■ Stored data:
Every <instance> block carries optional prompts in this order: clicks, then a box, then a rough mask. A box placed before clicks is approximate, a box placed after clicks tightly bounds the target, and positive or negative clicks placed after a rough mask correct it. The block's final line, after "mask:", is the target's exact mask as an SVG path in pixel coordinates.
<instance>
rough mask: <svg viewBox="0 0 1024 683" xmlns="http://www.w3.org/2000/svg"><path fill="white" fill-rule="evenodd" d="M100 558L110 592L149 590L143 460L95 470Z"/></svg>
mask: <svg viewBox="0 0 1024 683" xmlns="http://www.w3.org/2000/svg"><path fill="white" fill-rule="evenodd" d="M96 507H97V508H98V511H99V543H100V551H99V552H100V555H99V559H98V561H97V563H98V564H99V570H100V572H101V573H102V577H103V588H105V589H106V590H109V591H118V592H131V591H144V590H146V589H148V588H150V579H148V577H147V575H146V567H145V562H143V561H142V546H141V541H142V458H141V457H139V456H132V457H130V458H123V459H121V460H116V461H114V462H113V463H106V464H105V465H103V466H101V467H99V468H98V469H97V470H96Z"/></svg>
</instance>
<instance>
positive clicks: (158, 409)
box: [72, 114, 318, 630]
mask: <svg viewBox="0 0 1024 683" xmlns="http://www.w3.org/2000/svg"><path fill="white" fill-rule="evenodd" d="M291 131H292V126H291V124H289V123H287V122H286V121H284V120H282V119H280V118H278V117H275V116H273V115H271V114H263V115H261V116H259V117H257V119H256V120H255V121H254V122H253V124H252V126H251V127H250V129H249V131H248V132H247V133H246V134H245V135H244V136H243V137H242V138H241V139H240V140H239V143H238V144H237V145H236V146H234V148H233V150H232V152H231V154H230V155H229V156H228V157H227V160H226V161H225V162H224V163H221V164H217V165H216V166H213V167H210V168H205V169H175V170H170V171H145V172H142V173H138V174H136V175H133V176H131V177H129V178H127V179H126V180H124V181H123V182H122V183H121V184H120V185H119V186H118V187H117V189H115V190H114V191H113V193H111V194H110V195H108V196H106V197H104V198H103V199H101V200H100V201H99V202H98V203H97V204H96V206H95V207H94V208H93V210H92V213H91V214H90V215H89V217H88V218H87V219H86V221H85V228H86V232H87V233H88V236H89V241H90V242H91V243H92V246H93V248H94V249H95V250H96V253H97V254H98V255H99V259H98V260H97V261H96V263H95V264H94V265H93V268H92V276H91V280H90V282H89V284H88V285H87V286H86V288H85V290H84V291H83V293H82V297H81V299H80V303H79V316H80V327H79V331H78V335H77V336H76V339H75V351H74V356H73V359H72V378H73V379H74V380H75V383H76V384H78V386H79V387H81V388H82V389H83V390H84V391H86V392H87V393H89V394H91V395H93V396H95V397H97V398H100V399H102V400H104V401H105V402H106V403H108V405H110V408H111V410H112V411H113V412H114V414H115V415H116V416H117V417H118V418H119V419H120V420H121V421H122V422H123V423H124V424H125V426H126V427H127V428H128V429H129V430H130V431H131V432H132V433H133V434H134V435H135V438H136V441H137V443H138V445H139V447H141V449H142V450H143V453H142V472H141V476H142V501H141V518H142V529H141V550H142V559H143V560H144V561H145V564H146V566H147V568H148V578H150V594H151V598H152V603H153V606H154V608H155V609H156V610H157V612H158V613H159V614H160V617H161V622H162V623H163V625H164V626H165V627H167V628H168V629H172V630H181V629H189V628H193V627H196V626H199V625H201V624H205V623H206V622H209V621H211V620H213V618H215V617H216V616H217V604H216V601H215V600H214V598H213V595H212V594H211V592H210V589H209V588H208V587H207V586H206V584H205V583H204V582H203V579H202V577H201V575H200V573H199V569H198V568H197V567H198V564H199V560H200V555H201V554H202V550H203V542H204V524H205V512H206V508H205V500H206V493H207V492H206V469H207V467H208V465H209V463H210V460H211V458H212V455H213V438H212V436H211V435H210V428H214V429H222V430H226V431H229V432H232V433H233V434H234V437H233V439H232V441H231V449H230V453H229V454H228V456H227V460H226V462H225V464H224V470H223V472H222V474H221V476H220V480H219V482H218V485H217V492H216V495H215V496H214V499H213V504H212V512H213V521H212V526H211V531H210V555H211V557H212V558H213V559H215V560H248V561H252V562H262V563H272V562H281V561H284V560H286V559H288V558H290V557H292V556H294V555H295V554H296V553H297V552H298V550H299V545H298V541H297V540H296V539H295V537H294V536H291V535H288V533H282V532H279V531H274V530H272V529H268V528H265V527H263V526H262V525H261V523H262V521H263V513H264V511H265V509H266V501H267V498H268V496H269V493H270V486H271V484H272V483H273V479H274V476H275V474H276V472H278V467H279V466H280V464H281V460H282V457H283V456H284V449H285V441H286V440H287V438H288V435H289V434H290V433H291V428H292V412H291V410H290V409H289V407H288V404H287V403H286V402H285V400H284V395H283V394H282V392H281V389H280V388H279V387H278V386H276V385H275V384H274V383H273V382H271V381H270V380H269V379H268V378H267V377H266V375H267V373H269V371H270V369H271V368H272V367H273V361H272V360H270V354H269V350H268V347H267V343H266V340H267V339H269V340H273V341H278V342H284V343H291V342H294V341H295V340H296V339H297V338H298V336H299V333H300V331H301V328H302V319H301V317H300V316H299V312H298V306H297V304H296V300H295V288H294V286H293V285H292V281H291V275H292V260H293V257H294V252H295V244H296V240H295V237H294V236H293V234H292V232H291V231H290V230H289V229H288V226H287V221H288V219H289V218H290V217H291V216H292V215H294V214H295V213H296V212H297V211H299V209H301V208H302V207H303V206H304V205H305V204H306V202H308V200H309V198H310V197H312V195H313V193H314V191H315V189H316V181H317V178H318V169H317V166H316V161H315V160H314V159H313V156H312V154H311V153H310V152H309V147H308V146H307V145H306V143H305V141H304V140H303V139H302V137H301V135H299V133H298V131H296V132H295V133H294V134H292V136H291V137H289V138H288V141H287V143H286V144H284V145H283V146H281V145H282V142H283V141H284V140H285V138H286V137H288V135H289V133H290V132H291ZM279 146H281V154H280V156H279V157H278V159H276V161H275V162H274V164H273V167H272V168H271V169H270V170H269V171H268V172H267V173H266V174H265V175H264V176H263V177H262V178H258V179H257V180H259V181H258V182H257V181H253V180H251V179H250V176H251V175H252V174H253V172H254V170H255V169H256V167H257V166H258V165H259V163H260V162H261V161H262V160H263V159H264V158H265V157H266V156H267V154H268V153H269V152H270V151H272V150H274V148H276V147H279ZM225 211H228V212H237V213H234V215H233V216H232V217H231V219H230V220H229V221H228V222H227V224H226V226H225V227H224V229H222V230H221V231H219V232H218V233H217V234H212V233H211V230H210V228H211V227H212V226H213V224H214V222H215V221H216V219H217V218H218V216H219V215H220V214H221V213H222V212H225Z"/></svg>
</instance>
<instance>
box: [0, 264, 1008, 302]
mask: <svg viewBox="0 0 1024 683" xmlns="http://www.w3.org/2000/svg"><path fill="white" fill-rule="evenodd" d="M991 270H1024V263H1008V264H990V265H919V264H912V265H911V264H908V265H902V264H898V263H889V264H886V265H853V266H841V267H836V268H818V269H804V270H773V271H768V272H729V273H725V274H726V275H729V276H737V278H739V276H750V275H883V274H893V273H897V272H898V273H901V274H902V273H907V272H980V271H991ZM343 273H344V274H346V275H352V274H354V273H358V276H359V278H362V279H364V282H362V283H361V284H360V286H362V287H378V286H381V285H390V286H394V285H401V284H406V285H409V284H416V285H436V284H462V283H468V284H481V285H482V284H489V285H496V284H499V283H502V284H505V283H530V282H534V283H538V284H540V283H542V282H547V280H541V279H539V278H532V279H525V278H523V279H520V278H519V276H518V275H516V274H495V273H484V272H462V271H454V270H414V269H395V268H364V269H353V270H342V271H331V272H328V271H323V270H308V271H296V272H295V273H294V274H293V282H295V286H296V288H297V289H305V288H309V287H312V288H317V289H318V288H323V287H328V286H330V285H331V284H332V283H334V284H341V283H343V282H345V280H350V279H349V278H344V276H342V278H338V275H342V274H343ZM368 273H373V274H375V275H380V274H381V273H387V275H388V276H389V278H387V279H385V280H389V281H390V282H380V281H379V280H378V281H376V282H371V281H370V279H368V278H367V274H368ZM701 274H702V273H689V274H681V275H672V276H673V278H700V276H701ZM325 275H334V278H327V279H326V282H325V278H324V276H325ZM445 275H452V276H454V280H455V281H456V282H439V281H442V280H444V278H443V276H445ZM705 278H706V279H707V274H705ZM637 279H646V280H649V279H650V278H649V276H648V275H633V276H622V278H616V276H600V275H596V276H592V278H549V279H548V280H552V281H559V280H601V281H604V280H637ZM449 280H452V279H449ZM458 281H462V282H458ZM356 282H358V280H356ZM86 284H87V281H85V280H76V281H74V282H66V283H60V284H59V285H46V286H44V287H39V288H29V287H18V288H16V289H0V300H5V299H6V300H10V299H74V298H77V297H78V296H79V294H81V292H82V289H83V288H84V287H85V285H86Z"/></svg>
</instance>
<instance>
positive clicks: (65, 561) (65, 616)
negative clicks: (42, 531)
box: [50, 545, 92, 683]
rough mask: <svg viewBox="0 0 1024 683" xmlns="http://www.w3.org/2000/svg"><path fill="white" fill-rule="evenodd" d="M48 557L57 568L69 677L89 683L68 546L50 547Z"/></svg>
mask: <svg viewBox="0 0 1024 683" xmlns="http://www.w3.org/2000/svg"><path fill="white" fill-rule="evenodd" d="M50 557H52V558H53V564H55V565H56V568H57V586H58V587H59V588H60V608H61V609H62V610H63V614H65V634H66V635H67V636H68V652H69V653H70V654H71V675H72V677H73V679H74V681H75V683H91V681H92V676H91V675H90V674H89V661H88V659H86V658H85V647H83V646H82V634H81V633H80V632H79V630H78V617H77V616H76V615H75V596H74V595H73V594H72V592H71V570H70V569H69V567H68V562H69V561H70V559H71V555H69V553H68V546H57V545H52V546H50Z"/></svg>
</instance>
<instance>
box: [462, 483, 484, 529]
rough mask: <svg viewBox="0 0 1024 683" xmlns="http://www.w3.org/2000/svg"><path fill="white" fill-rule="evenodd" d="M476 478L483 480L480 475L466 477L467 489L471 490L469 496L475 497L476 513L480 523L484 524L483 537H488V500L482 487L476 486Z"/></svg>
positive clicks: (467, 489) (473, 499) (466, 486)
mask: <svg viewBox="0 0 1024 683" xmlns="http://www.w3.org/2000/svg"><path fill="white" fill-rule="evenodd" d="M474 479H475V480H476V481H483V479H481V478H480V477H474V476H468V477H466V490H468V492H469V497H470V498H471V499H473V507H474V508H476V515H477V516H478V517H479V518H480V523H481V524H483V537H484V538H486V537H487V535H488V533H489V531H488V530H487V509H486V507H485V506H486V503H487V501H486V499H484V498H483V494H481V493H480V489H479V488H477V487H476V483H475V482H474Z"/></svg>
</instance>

■ What to work on: Copy each line of the entries in which the string "negative" is found.

■ Answer box:
Every <instance> block carries optional prompts in this order: clicks, then a box, then a rough mask. A box placed before clicks is approximate, a box placed after clicks tightly bounds the target, and positive or negative clicks placed after a rough mask correct it. The block's final line, after "mask:", is the target's exact mask as an SVG path in pixel coordinates.
negative clicks: (42, 531)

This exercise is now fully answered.